* _Task statement_
Select every line in the data below that contains the word "stone", matching case exactly, and copy each of those lines.

Records in a dataset
▬▬▬▬▬▬▬▬▬▬
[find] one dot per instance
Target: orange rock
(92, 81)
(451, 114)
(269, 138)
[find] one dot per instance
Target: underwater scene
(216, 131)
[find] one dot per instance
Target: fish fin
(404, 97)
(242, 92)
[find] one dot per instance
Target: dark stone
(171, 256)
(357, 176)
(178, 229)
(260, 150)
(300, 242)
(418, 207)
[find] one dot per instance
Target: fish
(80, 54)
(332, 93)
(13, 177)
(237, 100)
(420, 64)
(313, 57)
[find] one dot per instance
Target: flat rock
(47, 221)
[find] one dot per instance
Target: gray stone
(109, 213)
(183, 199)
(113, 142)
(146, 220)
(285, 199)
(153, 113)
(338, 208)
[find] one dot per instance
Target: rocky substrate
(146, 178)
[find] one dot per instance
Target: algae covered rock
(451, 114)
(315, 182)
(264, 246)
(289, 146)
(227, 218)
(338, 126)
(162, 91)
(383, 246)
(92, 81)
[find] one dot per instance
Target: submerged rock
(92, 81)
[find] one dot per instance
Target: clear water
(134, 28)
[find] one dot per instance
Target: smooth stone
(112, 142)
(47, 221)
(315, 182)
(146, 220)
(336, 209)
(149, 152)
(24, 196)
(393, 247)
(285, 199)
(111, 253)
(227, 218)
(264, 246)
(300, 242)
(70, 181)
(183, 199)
▬▬▬▬▬▬▬▬▬▬
* _Output for this exercise_
Target: dark stone
Target: gray stone
Target: smooth stone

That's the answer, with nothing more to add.